**Page**
· · · ·
As for terrorist attacks in Western Europe and the United States, that would have the welcome effect, for the Trump gang, of empowering the populist right in both places. America invaded Iraq beating its breast, with Bush making a grave address to the nation from the White House on the eve of war. Trump announced the attack on Iran via a video made at Mar-a-Lago, after a night of dancing at a gala, making the barest reference to the Iranian regime’s recent mass slaughter of protesters. In his view, nothing momentous could go wrong. In fact everything could go wrong. The more Trump takes up residence in his head, the less he is aware of possible reactions to his actions. That is, you might say, the downside of a thrilling megalomania. Trump constantly overplays his hand. It has not yet had a conclusive effect because, as president of the United States, he has so many hands to play. But with Iran, he is up against an opponent every bit as desperate, resolved and indefatigable as the North Vietnamese were. The Iranians are now widening the conflict as much as they can in hope of eventually isolating America, bombing Arab neighbours fearful of civil strife, as well as sending drones into a British base on Cyprus, and disabling the flow of oil and liquid gas. Trump childishly believes he is the cunning master of chaos. But his bumbling bursts of disorder are no match for the chaos of war that he has brainlessly unleashed. His empty, emotionally numb, barely coherent address to the nation yesterday (2 March), where he ended by talking about his redecorations of the White House, only made the chaos worse.
It is hard to imagine that the Iranians do not have in mind the spring of 1980, when Jimmy Carter authorised the use of military helicopters to free the 52 Americans still being held hostage by students who had taken over the American embassy in 1979. The mission was aborted after two of the helicopters crashed in the desert, with the ultimate loss of eight American soldiers. Even one American pilot taken captive now would, in an instant, turn the situation on its head. Americans taken hostage by Iranian proxies anywhere in the world would have a similar effect – on Sunday (1 March) Pakistani security forces rebuffed an attack by rioters on the American embassy in Karachi.
· · · ·
**Supplied data**

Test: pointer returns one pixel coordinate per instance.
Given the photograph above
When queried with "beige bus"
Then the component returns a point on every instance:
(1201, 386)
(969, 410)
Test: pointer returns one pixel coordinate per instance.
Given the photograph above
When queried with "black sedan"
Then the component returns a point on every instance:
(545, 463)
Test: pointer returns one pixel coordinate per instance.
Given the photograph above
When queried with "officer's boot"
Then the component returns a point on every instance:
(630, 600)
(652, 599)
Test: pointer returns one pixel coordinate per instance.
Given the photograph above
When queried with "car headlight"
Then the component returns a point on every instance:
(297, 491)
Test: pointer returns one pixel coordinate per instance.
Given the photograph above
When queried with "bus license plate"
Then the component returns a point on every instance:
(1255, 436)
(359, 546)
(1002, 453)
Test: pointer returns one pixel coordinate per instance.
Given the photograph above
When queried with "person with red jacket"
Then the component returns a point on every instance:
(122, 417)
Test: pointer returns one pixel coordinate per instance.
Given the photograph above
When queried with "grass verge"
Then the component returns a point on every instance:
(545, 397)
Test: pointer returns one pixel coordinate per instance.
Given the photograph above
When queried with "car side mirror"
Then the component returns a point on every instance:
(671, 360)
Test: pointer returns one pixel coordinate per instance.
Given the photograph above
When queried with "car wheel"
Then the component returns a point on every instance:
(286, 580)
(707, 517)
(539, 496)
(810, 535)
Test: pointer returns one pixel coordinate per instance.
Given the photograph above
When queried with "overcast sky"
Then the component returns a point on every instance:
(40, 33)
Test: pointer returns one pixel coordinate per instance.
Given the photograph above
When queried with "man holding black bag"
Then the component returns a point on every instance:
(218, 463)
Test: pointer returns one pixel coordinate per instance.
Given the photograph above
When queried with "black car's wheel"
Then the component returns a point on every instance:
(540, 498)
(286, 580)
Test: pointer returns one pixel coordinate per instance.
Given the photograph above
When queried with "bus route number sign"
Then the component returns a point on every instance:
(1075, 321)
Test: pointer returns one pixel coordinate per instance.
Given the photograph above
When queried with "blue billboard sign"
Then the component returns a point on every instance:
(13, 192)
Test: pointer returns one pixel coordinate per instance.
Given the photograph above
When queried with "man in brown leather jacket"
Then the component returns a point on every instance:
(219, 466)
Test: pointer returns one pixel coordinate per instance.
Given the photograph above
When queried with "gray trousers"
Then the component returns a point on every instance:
· · · ·
**What is asked**
1) Copy the passage of the commentary on Trump and Iran between "It is hard to" and "embassy in Karachi.", inclusive.
2) In the commentary on Trump and Iran, how many American soldiers were ultimately lost in the aborted 1980 helicopter mission?
3) Go on writing the commentary on Trump and Iran from the point where it stops.

**Task-by-task results**
1)
It is hard to imagine that the Iranians do not have in mind the spring of 1980, when Jimmy Carter authorised the use of military helicopters to free the 52 Americans still being held hostage by students who had taken over the American embassy in 1979. The mission was aborted after two of the helicopters crashed in the desert, with the ultimate loss of eight American soldiers. Even one American pilot taken captive now would, in an instant, turn the situation on its head. Americans taken hostage by Iranian proxies anywhere in the world would have a similar effect – on Sunday (1 March) Pakistani security forces rebuffed an attack by rioters on the American embassy in Karachi.

2) Eight American soldiers.

3)
The effect of such an event might be to strengthen the grip of the populist right in America. It could also have the effect of outraging the Americans who support Trump, and whose children die for their country in greater numbers than other groups. And one stunningly destructive blow, like the Iran-sponsored bombing of an American barracks in Beirut in 1983, which killed 241 American soldiers, could have the effect of changing the Trump crowd’s calculations. Reagan vowed not to withdraw American troops from Lebanon. After the bombing, he withdrew them.
Trump is now bragging that the Iranians want to talk and make peace. It’s hard to imagine and, if true, it is difficult to see what type of peace that would be. Members of the old regime have taken new power. The opposition groups in Iran exist in a state of paranoia and mutual suspicion, often accusing each other of being the pawn of foreign powers. Reza Pahlavi, the Shah’s son, who is the best-known opposition figure, has only the most tenuous relationship with Iranians, based solely on his appearances from America on a screen. And the constitutional monarchy that Pahlavi would be sure to create would most likely be some version of his father’s. But the fact remains that “peace” in Iran would be very unpeaceful to enforce. Surely neither the Europeans nor the Gulf states would want to enforce it. They don’t want to send troops to enforce peace in Gaza. That leaves Americans confronted with an Iraq-style occupation.
Trump’s endgame is not in the Middle East. He is leaving that, to a great extent, up to Israel. Trump’s purpose and objective is here at home. “I came, I saw, I conquered,” is the beginning and the end of Trump’s foreign policy. Cuba will be next, almost certainly by the midterms. A world in Trump’s iron, if sclerotic, grip is an America at his feet. History is driven by climates of opinion and by collective moods. The climate of opinion in America is, barely discernibly, but slowly and surely, turning to the iron momentum of imperial force abroad and imperial enforcement of order at home. And the collective mood in America, as in Iran – even among most Iranians, who suffer under and despise the mullahs’ rule but mistrust American motives, regardless of their gratitude for Trump’s intervention – is resignation to a greater force, and a determination to fight on in some small way.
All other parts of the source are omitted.